==== DATA FOR THIS TASK
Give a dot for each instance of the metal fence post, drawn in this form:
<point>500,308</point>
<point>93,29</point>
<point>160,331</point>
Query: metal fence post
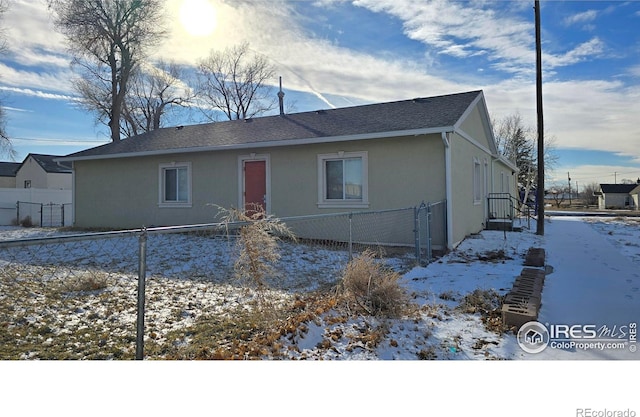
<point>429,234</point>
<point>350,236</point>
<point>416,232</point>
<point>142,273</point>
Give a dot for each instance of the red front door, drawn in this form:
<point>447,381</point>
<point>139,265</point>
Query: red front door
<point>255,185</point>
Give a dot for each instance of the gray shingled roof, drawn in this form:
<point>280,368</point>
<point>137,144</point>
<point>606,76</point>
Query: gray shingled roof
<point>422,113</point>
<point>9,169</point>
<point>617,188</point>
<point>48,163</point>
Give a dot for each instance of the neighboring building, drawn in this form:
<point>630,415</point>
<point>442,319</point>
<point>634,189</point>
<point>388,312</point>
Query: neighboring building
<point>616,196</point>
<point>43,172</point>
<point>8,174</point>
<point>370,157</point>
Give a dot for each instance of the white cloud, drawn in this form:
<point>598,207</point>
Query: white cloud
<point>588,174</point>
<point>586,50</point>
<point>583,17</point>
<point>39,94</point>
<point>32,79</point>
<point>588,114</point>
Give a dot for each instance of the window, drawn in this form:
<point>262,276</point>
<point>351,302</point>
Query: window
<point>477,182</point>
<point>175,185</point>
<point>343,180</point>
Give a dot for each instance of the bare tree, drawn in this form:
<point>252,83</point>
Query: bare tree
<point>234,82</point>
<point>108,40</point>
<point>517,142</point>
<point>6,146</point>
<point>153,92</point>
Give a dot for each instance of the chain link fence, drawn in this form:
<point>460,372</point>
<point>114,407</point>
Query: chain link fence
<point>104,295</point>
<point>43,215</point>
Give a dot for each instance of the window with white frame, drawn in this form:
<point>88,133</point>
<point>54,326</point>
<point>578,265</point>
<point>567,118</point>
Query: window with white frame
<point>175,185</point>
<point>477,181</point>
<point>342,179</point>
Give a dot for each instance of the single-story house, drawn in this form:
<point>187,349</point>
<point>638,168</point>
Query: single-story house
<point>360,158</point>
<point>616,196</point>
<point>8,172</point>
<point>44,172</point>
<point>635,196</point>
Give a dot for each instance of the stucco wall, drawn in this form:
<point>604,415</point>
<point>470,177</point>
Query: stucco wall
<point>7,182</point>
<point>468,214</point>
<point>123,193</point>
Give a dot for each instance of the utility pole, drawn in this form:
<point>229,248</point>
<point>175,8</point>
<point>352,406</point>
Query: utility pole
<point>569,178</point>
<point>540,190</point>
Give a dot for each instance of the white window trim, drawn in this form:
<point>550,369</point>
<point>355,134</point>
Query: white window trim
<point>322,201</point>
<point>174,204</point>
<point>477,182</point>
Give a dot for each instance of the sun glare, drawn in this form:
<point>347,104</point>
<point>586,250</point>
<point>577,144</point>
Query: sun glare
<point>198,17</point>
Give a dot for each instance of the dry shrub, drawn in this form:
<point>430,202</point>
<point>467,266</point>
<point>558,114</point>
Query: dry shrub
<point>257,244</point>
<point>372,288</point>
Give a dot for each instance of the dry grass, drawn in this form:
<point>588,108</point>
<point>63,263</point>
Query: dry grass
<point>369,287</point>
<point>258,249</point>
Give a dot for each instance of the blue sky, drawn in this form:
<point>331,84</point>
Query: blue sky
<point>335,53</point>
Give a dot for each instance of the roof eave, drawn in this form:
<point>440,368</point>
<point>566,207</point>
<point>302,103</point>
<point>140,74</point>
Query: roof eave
========
Transcribe, exactly and without additions, the lines of the records above, beginning with the line that contains "<point>550,369</point>" and ending with the line that contains "<point>577,144</point>", both included.

<point>550,369</point>
<point>355,134</point>
Query: white window trim
<point>322,201</point>
<point>174,204</point>
<point>477,182</point>
Give a dot for each instance of the sun glare, drawn in this form:
<point>347,104</point>
<point>586,250</point>
<point>577,144</point>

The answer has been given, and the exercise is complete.